> DIE AUFGABE:
Welche Laufzeit hat das Projekt PAIN 2020 laut dem Text über Schmerzmittel-Ausgaben?

Schmerzmittel-Ausgaben: 437 Millionen Euro im Jahr APOTHEKE ADHOC, 05.06.2018 20:26 Uhr
27 Prozent der Deutschen haben chronische Rücken- oder Gelenkschmerzen, Kopfschmerzen oder Migräne. Heute ist der 7. „Aktionstag gegen den Schmerz“. Die Deutsche Schmerzgesellschaft kritisiert eine mangelnde Versorgung der Schmerzpatienten.
Die Versorgungsqualität und -effizienz muss erhöht werden: „Unser vom G-BA-Innovationsfonds gefördertes Projekt PAIN 2020 lotet hier neue Wege aus und stärkt ein interdisziplinäres und multimodales Konzept, um bei Patienten eine Chronifizierung der Beschwerden zu verhindern und ihnen eine geeignete Therapie zu bieten“, sagt Professor Dr. Hans-Raimund Casser, Präsidiumsmitglied der Schmerzgesellschaft.
Die 437 Millionen Euro beziehen sich alleine auf die Verkaufszahlen freiverkäuflicher Schmerzmittel. „Schmerzen zu behandeln, ist oft schwierig und erfordert Spezialisten, die möglichst berufs- und fächerübergreifend mit anderen Experten zusammenarbeiten“, erklärt Casser. „Diese Erkenntnis muss noch viel stärker in den Behandlungsalltag eingebracht werden.“
Deshalb hat er sich beim Innovationsfonds mit dem Projekt PAIN 2020 beworben. PAIN steht für „Patientenorientiert. Abgestuft. Interdisziplinär. Netzwerk.“ Das Projekt wird bundesweit gemeinsam mit der Barmer und über 30 Kooperationspartnern durchgeführt. Es hat eine Laufzeit von drei Jahren und ein Gesamtvolumen von rund sieben Millionen Euro. Das Projekt soll Wege aufzeigen, die Versorgung von Patienten, die ein hohes Risiko für die Entwicklung chronischer Schmerzen haben, zu verbessern.
„Ein Ziel ist also auch, unnötige Chronifizierungsverläufe zu verhindern, von denen wir wissen, dass sie eine immense Belastung für die Patienten darstellen“, so Casser.
Im PAIN 2020-Projekt sollen diese Patienten rechtzeitig identifiziert werden, um dann eine spezielle Schmerzdiagnostik und eine auf ihre Problematik zugeschnittene Therapie zu erhalten. Das langfristige Ziel: Bewährt sich die PAIN 2020-Methode, könnte das Modellprojekt in die Regelversorgung überführt werden.
Ein weiteres wichtiges Thema des heutigen Aktionstages: Nicht jeder Mensch mit Schmerzen geht zum Arzt. Laut Zahlen des Deutschen Apothekerverbandes (DAV) verordnen sich Millionen von Schmerzpatienten ihre Therapie quasi selbst. Die beliebtesten Arzneimittel sind hierbei Ibuprofen, Acetylsalicylsäure (ASS), Paracetamol und Diclofenac. „Diese Arzneien unterscheiden sich in ihrer Wirkung und in ihren Nebenwirkungen, denn Schmerzmittel ist nicht gleich Schmerzmittel“, sagt Berend Groeneveld, Patientenbeauftragter des Deutschen Apothekerverbandes.

> EXTRAHIERTE DATEN:
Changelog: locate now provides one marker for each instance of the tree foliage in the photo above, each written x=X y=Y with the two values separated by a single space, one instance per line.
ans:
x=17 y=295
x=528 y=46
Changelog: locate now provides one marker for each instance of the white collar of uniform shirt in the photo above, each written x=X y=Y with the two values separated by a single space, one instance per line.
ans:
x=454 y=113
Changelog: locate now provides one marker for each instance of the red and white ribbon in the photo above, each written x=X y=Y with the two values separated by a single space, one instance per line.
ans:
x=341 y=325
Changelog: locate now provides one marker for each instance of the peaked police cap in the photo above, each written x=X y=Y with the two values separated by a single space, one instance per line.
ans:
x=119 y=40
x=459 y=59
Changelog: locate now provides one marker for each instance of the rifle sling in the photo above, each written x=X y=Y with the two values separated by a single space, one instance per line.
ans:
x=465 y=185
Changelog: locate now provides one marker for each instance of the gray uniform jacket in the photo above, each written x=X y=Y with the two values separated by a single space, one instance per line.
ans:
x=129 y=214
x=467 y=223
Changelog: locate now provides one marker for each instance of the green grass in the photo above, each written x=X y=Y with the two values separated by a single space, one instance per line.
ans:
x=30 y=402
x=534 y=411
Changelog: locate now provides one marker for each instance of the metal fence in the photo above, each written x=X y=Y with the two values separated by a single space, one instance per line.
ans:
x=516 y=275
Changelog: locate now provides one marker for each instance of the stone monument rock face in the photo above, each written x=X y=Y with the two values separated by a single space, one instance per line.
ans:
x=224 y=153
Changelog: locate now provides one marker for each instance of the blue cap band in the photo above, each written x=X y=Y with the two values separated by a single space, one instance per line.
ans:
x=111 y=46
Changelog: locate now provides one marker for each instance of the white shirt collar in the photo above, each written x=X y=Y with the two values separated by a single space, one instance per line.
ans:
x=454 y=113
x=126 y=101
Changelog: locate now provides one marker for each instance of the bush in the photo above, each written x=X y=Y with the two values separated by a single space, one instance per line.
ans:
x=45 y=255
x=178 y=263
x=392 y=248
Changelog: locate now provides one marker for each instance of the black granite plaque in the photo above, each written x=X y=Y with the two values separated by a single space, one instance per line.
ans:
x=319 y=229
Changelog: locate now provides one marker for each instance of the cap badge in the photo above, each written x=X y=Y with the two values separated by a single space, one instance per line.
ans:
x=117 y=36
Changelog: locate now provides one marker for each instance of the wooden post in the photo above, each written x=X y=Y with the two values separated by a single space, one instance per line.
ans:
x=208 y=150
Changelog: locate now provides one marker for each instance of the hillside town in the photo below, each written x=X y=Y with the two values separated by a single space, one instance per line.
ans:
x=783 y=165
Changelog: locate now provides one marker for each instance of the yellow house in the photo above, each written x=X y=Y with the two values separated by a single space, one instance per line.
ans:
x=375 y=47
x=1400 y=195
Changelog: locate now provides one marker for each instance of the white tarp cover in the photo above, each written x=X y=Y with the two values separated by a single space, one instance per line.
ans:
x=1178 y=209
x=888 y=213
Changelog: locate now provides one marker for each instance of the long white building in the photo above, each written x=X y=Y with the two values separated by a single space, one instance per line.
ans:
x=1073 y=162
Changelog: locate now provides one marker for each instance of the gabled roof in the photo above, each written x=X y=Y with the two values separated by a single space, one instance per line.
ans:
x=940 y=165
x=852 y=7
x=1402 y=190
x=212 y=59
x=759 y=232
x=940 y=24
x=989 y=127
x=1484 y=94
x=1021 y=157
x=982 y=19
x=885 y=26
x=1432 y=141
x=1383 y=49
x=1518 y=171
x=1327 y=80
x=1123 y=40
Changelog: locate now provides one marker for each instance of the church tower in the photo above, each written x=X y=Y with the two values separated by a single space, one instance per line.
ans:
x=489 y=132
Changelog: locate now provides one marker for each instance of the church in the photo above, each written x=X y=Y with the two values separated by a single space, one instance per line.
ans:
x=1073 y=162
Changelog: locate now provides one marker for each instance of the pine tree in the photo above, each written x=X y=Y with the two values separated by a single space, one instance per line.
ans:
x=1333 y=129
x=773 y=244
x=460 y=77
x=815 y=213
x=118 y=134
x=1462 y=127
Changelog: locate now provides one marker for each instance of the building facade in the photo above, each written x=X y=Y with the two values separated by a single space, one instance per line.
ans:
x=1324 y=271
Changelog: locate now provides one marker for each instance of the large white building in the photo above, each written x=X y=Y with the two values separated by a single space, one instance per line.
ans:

> ANTWORT:
Drei Jahre.